■ Written request
Rewrite the lines below with "instance" changed to "occurrence" wherever it appears. Leave everything else untouched.

+++

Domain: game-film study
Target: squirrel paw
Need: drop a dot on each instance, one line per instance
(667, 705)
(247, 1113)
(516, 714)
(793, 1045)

+++

■ Solution for this exercise
Domain: game-film study
Target: squirrel paw
Need: drop a dot on each occurrence, one line per occurrence
(667, 705)
(247, 1113)
(516, 714)
(793, 1045)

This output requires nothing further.